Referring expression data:
----

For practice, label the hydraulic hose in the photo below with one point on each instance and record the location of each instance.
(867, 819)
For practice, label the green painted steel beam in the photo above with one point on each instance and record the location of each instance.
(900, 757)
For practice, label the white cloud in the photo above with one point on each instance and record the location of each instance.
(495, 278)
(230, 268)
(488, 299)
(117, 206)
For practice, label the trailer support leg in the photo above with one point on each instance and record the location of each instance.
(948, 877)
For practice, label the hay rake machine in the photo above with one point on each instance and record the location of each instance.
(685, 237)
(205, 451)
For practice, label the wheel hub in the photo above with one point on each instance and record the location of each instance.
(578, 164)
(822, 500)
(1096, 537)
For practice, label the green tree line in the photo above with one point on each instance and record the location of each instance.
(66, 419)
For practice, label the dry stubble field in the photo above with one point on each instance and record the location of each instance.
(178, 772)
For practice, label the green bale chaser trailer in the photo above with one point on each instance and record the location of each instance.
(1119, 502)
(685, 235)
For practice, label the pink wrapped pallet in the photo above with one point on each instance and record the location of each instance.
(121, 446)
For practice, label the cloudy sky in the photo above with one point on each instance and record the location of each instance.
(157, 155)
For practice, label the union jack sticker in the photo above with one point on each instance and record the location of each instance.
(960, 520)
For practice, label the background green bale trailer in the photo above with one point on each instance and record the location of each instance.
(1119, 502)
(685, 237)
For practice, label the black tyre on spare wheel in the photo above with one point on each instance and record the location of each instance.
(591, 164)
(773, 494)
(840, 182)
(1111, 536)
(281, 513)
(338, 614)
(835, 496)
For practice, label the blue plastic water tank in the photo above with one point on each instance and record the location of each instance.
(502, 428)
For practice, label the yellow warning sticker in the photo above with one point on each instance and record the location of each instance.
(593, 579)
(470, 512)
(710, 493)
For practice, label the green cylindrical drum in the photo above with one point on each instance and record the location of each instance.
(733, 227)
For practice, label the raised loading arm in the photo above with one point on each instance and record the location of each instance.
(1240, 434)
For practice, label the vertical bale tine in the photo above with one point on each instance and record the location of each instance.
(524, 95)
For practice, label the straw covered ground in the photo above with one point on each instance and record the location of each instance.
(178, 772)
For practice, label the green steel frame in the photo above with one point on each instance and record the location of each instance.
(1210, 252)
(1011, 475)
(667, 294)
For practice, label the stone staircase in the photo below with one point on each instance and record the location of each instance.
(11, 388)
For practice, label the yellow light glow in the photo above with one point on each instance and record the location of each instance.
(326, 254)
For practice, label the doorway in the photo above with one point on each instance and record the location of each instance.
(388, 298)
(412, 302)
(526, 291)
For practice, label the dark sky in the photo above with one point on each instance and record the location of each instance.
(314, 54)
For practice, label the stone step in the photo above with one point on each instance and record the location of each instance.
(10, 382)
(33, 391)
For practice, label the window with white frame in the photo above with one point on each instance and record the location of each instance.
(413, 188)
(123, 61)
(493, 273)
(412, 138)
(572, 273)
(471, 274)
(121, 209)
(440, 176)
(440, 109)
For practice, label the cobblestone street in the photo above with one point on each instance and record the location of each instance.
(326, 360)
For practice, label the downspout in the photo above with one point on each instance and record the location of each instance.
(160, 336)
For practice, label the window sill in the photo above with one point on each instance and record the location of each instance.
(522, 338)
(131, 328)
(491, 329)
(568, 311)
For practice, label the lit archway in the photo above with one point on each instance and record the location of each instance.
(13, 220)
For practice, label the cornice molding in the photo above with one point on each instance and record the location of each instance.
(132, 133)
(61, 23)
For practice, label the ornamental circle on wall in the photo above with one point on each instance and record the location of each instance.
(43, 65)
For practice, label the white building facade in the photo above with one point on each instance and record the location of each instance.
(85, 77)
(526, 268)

----

● Task prompt
Each entry shown above should be transcribed exactly as written.

● Result for this exercise
For practice, label the hydraulic hose in the photo below with one point on each instance and record the location of each instance.
(867, 819)
For practice, label the green painted steel beam in the photo above with one point on each instance and record the location of each instance.
(900, 757)
For practice, label the white cloud in the photo above with one point on each instance and record the location of each instance.
(495, 278)
(230, 268)
(488, 299)
(117, 206)
For practice, label the trailer support leg in the photo above with one point on each instance and record the location of each instance.
(948, 877)
For practice, label the hay rake machine in the photo above with one point on each instance and record the location of each instance.
(685, 237)
(205, 451)
For practice, label the wheel hub in the photo above with one point on each instance and record the location of each instance.
(578, 164)
(822, 500)
(1096, 537)
For practice, label the green tree line in the photo above with one point on each instance and record the location of each instance.
(66, 419)
For practice, label the dry stubble field in the photo above with one point on each instance and record the location of each instance.
(178, 772)
For practice, label the green bale chaser trailer in the photo above with one point on each instance and record the location of each instance.
(1119, 502)
(685, 235)
For practice, label the pink wrapped pallet in the photo above with one point on each instance and record the location of each instance.
(121, 446)
For practice, label the cloudy sky in the photo above with one point on each instance and record the location of each instance.
(157, 155)
For practice, label the union jack sticker in the photo above with one point on each instance and record the location of each instance.
(960, 520)
For practice, label the background green bale trailer in the photo above with one point on each instance and record the location of each instance.
(1119, 502)
(685, 237)
For practice, label the black tyre on spare wheel in the photo above with one point on each instance and record the location of each instance.
(591, 164)
(773, 494)
(840, 182)
(1111, 536)
(281, 513)
(338, 614)
(835, 496)
For practice, label the blue plastic water tank in the photo above with one point on each instance and record the location of each instance.
(502, 428)
For practice, label the yellow warning sticker in the photo above with one point on each instance and record the location of each instance.
(593, 579)
(470, 512)
(710, 493)
For practice, label the green cylindrical drum in the photo above with one point on each instance and record the location of each instance.
(733, 227)
For practice, label the raised loading arm in the photo above with one point on each instance and record the location of each instance.
(1240, 434)
For practice, label the vertical bale tine in the photo above with one point on each instance and record the location of each instance.
(524, 95)
For practice, label the straw covered ground in the photo above with one point on each instance and record the location of each instance.
(178, 772)
For practice, label the green steel frame in the photo above with one point on each instance and record the location of each instance.
(1210, 252)
(1011, 475)
(667, 294)
For practice, label the stone staircase in the photo below with one point on each instance and record the location of each instance.
(11, 388)
For practice, label the yellow light glow in the photo above with one point on each instance and record the location of each instance.
(326, 254)
For practice, label the doorway in the photo above with one point on each instance and record the location of each instance.
(388, 298)
(412, 302)
(526, 291)
For practice, label the dark sky in the photo above with one point on each instance and record the location of each instance.
(314, 54)
For practice, label the stone step in the photo above with one point on each instance and record the location of each instance.
(10, 382)
(33, 391)
For practice, label the window with white frame in the photo above with one point on each instance and record the location of each instance.
(413, 188)
(123, 61)
(493, 273)
(412, 138)
(572, 273)
(471, 274)
(121, 209)
(440, 176)
(440, 109)
For practice, label the cobblestone street in the photo above with one point on each instance and record the location of each instance.
(326, 360)
For practice, label the downspout in the photo above with one point on each instance and record the location of each instance.
(160, 336)
For practice, label the window sill in the photo above with one point on each instance and record the location of each instance.
(522, 338)
(131, 328)
(491, 329)
(568, 311)
For practice, label the lit archway in the photo above with one point on each instance and record the location of each instance.
(13, 220)
For practice, label the cornice molding in the photo above with one point on each instance and record the location of each instance.
(132, 133)
(61, 23)
For practice, label the ornamental circle on wall in the photo above with one point on each instance and record the location of each instance.
(43, 65)
For practice, label the white building facade in the photo above with one point on each instance and record the location of each instance.
(85, 77)
(526, 268)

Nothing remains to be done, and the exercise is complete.